My thoughts on Osteoporosis and Exercise
Since I started teaching Pilates I have become increasingly interested in learning more in order to support those with back conditions. I have therefore attended training courses over the last year, which cover back care and – specifically – osteoporosis, as I currently work on a one-to-one basis with several clients who have osteoporosis. There are also many people with back conditions who attend my regular classes, and who therefore need to know what they should and should not be doing in order to strengthen and support their backs. Osteoporosis and Exercise should go hand in hand!
In this article, I share some of this information on osteoporosis and exercise, along with some of my experiences working with those who have back problems. This article is for those with little prior knowledge about osteoporosis. It will cover the risk factors, and how we can reduce these to help maintain our bone density.
I find that more physiotherapists and doctors are referring their patients to attend Pilates classes. This is great because of the benefits that Pilates offers us all in improving posture, core stretch and improved flexibility. A problem arises though, if the Pilates instructor does not have the necessary knowledge to offer suitable alternatives to help people with a back problems.
As well as being my passion, I see it as my responsibility to keep as many people mobile and active for as long as possible as they get older. I am overwhelmed by how many of my participants who have had back pain come to me after even just one session and say their back pain has reduced or gone, and that they are sleeping pain free. In my 26 years of teaching fitness classes, no other form of exercise has had those kind of results.
What is osteoporosis and who can get it?
Osteoporosis is the weakening of our bones due to a reduction in their density, or more scientifically: a systemic skeletal disorder characterised by low bone mass and micro-architectural deteriorations of the bone tissue with consequent increase in done fragility and susceptibility to fracture (Consensus Department Conference, 1993).
One in two women and one in five men over the age of 50 experience fractures, mostly as a result of low bone strength. Although fragility fractures caused by osteoporosis can happen in various parts of the body, the wrists, hips and spine are the most commonly affected sites (National Osteoporosis Society, 2016).
- 536,000 osteoporotic fractures occur in the UK annually.
- Within a year of a hip fracture, 33% of patients remain dependent or require nursing home care, and up to 24% will die.
Women are more susceptible to osteoporosis due to the menopause and an increase in bone loss for several years after this. This is due to sex hormone levels decreasing. Women have smaller bones, and in general live longer than men.
Men can also get osteoporosis (one in five men over 50 break a bone due to low bone strength. Men can sometime struggle with accepting they have osteoporosis, and are therefore less likely to seek help.
Younger men and women can sometimes be affected by osteoporosis. It is more unusual and often there is an underlying condition or reason. Research shows that if young adults exercise their bone density will be higher than those who do not.
Osteoporosis risk factors?
- Genes: family history, previous or parental history of hip fractures.
- Age: being over 50 years old.

★ ★ ★ ★

◆ Exercise tasks
**1.** Rewrite the paragraph of the article on osteoporosis and exercise that begins "Women are more susceptible to osteoporosis" as a short bulleted list that keeps its main facts.
**2.** According to the article on osteoporosis and exercise, how many osteoporotic fractures occur in the UK each year?
The records that come after this text are separate material, unrelated to the article on osteoporosis and exercise.

◆ Data supplied
★ ★ ★ ★

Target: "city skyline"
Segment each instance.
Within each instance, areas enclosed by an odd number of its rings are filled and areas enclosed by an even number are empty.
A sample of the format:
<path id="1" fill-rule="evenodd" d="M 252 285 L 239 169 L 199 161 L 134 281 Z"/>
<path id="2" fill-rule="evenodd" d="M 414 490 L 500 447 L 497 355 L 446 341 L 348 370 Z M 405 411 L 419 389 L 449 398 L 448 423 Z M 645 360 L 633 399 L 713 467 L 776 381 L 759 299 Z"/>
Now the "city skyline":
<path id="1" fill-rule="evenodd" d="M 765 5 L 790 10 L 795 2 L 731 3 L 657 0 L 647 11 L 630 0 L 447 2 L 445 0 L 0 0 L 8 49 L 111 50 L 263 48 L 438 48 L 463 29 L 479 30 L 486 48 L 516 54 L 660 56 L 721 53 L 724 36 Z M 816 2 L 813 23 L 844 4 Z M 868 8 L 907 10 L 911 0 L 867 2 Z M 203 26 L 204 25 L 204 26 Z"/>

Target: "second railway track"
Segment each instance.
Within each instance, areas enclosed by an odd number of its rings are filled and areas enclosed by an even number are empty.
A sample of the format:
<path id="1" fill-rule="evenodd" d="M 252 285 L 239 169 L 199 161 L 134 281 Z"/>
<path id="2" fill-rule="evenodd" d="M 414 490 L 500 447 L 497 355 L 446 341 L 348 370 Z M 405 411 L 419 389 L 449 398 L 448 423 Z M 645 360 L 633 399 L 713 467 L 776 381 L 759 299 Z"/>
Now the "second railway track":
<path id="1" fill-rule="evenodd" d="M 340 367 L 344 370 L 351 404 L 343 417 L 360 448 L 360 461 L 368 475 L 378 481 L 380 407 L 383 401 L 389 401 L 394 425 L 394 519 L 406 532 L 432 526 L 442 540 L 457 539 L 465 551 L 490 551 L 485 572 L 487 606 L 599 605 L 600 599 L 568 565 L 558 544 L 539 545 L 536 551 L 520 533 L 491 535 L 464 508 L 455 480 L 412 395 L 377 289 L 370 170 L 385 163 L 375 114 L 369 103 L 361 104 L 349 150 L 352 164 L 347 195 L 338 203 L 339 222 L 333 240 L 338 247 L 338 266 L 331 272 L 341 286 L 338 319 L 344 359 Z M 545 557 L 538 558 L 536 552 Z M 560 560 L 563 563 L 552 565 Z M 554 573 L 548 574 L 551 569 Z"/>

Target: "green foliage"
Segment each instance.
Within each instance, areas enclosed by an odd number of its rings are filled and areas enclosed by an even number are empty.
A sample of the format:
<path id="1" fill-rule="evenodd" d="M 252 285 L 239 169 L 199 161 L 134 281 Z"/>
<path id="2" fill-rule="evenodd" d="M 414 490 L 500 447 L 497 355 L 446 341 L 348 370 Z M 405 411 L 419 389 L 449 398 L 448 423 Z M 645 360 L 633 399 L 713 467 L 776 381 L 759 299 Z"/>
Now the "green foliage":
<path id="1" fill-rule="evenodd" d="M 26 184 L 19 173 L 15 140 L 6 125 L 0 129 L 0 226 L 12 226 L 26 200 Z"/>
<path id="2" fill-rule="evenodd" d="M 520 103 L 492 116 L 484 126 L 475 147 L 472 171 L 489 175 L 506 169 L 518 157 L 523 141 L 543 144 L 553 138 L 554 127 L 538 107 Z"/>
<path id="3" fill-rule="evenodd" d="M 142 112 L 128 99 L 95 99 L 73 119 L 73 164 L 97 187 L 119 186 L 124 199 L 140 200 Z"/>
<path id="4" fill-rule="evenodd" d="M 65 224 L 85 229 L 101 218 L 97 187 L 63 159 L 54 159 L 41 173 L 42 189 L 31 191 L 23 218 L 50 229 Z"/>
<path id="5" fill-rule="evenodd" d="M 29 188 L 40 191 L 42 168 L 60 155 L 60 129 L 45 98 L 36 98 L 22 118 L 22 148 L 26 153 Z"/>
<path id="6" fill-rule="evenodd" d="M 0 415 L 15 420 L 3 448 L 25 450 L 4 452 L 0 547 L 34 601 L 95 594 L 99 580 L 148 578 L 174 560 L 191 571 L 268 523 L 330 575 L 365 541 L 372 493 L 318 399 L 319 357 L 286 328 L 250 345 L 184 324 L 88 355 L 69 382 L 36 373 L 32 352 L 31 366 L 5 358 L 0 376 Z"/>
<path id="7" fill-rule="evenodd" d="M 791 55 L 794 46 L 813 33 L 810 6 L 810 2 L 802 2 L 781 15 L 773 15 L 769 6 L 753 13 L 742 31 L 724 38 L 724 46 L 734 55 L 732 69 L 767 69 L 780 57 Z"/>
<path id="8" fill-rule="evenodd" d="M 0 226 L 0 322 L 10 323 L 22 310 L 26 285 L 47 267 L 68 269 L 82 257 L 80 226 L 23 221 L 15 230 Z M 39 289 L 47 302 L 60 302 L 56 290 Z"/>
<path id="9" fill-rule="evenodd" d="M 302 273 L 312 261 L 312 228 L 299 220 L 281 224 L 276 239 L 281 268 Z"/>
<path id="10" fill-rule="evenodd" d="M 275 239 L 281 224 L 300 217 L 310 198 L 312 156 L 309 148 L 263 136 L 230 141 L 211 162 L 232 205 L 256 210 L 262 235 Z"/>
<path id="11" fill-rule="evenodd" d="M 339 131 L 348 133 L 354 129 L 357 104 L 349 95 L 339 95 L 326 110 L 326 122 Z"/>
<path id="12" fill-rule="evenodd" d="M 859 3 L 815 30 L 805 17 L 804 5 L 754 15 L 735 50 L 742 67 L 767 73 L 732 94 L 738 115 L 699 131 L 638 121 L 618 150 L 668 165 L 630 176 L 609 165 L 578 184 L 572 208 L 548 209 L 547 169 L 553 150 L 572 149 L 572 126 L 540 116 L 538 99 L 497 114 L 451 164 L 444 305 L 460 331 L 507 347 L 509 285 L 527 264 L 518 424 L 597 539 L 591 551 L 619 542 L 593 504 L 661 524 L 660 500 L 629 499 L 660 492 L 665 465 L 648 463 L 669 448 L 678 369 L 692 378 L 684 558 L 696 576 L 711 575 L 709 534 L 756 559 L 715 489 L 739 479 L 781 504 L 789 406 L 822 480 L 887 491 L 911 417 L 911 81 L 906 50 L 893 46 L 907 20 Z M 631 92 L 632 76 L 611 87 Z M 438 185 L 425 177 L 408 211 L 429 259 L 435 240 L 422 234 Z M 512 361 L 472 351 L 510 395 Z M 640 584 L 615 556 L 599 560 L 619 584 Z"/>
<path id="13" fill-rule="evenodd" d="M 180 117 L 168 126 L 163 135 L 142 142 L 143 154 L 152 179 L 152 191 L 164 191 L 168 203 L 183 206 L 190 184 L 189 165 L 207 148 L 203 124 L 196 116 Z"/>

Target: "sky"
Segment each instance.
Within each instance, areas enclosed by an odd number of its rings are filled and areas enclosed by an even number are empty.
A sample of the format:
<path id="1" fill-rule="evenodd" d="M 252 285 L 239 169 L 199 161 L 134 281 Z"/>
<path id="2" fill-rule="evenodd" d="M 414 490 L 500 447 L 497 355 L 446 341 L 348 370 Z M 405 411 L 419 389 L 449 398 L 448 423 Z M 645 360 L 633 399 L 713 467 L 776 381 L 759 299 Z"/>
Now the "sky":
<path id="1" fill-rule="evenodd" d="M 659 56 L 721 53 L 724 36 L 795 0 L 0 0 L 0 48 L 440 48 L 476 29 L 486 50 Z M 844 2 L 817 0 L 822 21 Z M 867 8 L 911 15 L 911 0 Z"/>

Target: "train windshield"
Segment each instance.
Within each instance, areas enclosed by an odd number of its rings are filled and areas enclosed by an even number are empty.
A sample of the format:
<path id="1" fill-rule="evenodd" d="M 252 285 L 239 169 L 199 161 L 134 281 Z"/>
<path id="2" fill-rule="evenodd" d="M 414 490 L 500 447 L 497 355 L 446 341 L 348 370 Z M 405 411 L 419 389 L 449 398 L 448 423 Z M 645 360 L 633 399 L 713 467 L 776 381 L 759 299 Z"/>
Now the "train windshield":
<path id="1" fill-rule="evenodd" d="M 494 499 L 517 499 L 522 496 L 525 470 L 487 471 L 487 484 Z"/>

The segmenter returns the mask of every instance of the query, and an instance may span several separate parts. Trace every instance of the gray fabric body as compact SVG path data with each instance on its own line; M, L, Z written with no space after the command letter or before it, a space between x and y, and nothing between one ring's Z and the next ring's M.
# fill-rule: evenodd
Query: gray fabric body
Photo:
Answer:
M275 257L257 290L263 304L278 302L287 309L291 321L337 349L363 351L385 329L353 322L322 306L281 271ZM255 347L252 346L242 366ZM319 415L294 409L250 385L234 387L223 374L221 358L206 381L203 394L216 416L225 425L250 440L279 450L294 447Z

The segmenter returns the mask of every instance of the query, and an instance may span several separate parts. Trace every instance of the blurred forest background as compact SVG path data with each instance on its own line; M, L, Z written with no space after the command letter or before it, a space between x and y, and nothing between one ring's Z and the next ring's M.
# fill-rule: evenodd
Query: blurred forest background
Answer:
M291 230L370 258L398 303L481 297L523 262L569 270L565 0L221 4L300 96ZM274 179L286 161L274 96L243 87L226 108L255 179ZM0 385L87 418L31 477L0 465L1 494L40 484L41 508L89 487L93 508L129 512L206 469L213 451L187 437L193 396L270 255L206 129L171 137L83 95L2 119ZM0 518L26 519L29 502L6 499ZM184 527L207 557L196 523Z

★ ★ ★ ★

◆ Responses per task
**1.**
- The menopause makes women more susceptible to osteoporosis, and bone loss increases for several years afterward.
- This happens because sex hormone levels decrease.
- Women have smaller bones.
- Women generally live longer than men.

**2.** 536,000.